Aug 22, 2013

Changes in software can change results

I gave a talk this week at the NGx conference in Providence RI.  Thanks to MaryAnn Brown for inviting me and Chris Dwan for chairing the session.  I am trying to share the slides from my talk as a "Google Slides" document at this URL:

https://docs.google.com/presentation/d/1UKrs2Cz8KJEXALooCbvfHKEo3IaT2fZ9-uI4nWUg_VA/edit?usp=sharing

Let me know if the file is accessible and how it looks. I have lots of ppt files from my bioinformatics course lectures, and  I want to know if this is a good way to share them.

The conference session was about analysis pipelines for sequencing data, so I decided to look at the changes that we have made in RNA-seq software over the past couple of years. We started out using the software provided by Illumina (ELAND alignment and CASAVA gene expression counting), then added edgeR for normalization and differential expression. In the past year or so we have been using the Tophat/Cufflinks/Cuffdiff package for a lot of projects. Recently we have been testing out the STAR aligner.

 I just wanted to see how much difference would show up in the final results (lists of differentially expressed genes) if we re-analyzed the same data set with each different package. This turns out to be quite difficult. Just between STAR and Cufflinks, different novel isoforms are created for each gene in each sample. Even when "merged," the lists of differentially expressed genes was very difficult to compare in a quantitative way. However, it is possible to focus on a set of "known genes" using a reference GTF file and not calling any new transcripts, and this allows for direct comparison between STAR and Tophat both at the level of reads per gene (FPKM) and at the level of p-values for differentially expressed genes. Overall, the expression levels are very highly correlated, and the p-values correlate at about 0.95.

[Dataset entries]

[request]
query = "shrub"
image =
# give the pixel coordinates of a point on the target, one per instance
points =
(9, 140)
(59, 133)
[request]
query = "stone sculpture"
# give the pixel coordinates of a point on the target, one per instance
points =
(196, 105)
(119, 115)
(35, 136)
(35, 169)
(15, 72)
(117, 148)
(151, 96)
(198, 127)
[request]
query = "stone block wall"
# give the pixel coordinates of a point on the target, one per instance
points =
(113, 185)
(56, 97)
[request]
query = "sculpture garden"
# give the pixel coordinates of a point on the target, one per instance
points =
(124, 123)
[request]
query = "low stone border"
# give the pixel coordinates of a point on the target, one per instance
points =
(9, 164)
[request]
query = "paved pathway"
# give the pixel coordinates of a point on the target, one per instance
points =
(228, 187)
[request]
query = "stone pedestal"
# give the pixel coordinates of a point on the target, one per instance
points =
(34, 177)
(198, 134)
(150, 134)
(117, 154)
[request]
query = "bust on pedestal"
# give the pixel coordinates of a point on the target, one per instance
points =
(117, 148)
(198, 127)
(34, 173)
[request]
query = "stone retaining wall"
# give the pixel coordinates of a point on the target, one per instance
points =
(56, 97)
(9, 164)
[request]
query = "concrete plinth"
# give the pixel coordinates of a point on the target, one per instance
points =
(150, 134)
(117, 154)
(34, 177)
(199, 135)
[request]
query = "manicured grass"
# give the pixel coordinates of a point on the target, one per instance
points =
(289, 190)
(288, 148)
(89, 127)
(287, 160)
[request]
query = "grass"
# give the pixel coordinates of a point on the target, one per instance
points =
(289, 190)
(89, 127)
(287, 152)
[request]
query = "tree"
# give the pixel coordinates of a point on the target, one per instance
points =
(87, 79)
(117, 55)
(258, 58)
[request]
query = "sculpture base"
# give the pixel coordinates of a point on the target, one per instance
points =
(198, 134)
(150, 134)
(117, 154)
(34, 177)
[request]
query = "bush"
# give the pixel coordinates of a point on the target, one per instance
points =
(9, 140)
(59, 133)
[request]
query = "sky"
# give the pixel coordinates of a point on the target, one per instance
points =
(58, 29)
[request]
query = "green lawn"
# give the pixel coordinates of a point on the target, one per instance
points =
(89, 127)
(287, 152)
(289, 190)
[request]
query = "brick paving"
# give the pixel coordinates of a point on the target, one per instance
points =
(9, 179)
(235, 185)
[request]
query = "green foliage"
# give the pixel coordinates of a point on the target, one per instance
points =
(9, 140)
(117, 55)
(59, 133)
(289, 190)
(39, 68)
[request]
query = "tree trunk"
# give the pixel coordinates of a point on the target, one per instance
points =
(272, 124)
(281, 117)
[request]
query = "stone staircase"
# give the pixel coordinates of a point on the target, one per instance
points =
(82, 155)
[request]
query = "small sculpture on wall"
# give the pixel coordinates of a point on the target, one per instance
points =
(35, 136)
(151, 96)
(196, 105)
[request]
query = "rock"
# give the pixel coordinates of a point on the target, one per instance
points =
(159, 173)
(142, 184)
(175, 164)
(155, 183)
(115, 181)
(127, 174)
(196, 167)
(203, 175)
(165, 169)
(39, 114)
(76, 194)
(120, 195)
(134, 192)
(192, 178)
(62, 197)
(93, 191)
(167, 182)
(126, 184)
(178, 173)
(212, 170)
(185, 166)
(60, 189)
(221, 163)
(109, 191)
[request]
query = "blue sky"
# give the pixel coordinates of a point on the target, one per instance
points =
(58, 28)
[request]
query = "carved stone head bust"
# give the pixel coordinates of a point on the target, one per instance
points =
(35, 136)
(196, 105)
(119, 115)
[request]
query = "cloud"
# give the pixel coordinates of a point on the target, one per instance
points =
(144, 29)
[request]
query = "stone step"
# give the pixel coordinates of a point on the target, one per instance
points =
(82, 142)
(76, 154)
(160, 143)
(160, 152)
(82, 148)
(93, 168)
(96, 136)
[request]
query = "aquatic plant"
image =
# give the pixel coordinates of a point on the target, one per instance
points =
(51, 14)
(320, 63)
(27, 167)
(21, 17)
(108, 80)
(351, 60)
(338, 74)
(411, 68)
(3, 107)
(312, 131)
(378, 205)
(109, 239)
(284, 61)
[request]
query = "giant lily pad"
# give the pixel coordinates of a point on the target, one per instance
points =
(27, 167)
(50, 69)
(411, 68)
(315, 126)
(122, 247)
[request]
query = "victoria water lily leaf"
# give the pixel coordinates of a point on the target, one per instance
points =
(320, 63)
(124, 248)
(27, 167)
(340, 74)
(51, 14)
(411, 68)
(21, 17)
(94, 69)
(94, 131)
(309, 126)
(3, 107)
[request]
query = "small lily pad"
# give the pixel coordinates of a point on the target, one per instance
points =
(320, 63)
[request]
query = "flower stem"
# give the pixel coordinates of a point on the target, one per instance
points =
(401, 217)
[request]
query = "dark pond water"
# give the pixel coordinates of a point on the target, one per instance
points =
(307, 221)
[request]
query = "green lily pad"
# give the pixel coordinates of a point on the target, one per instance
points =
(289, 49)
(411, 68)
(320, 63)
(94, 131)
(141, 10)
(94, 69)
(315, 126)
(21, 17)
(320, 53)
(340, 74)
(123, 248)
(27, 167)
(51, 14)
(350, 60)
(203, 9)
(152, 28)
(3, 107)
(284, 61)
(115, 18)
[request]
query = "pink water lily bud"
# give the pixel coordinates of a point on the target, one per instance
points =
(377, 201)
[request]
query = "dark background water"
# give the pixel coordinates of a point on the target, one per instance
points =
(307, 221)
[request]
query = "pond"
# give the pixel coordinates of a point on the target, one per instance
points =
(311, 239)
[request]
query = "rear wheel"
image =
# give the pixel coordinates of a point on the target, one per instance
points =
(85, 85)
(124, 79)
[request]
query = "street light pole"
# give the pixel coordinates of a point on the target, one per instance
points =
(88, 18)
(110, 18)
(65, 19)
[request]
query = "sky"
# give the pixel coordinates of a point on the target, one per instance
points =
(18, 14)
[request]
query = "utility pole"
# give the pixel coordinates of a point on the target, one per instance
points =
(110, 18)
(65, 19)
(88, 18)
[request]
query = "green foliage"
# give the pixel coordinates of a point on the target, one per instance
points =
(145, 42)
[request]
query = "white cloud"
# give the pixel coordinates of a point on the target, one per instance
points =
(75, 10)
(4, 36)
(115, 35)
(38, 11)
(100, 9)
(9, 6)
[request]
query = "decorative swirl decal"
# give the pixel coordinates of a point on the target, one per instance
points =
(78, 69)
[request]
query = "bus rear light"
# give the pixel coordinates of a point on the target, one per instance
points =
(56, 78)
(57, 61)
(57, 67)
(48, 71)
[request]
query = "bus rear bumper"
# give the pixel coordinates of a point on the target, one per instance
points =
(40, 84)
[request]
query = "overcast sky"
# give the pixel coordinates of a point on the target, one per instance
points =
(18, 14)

**Requirement A**:
In the post about changes in RNA-seq software, at about what value do the p-values from STAR and Tophat correlate?
**Requirement B**:
Transcribe the part of the RNA-seq software post between "Changes in software" and "to share them.", inclusive.
**Requirement C**:
Pick up the post on changes in RNA-seq software after its final sentence and continue writing it.

**Exercise answer A**:
About 0.95.

**Exercise answer B**:
Changes in software can change results

I gave a talk this week at the NGx conference in Providence RI.  Thanks to MaryAnn Brown for inviting me and Chris Dwan for chairing the session.  I am trying to share the slides from my talk as a "Google Slides" document at this URL:

https://docs.google.com/presentation/d/1UKrs2Cz8KJEXALooCbvfHKEo3IaT2fZ9-uI4nWUg_VA/edit?usp=sharing

Let me know if the file is accessible and how it looks. I have lots of ppt files from my bioinformatics course lectures, and  I want to know if this is a good way to share them.

**Exercise answer C**:
Comparisons with the Illumina software kit are even more difficult. I learned that BAM is not actually a standard file format. Each alignment software has its own style of BAM file, and some are not compatible with each other. The official specification of the BAM format includes many "optional" fields and tags, and Cufflinks requires an "XS" tag for reads that are split by an intron, while ELAND/CASVA does not write this tag when aligning reads to its splice-junction database.  The best I could do was compare final gene lists ranked by p-value when analyzed by CASAVA/edgeR vs Tophat/Cuffdiff (all computed on the same FASTQ data files).  I got a 62% overlap between the top 1000 differentially regulated genes - which is kind of terrible. This suggests that a lot of the biological conclusions made in past RNA-seq experiments would be substantially different if we just changed the analysis software used on the exact same sequence data. Ouch!





1 comment:

Gabe Rudy said...

Thanks for the write-up Stuart.

At least it's comforting that STAR/TopHat are providing reasonable concordance.

It will be interesting to see what conclusions we can make about the impact of method choices on analysis as the SEQC papers come out with their massive benchmark sets.

As I mentioned, I've helped on one sub-project on SEQC comparing concordance of the same samples with trimmed read lengths of different sides and at our preliminary findings are that top DE genes are stable regardless of read length.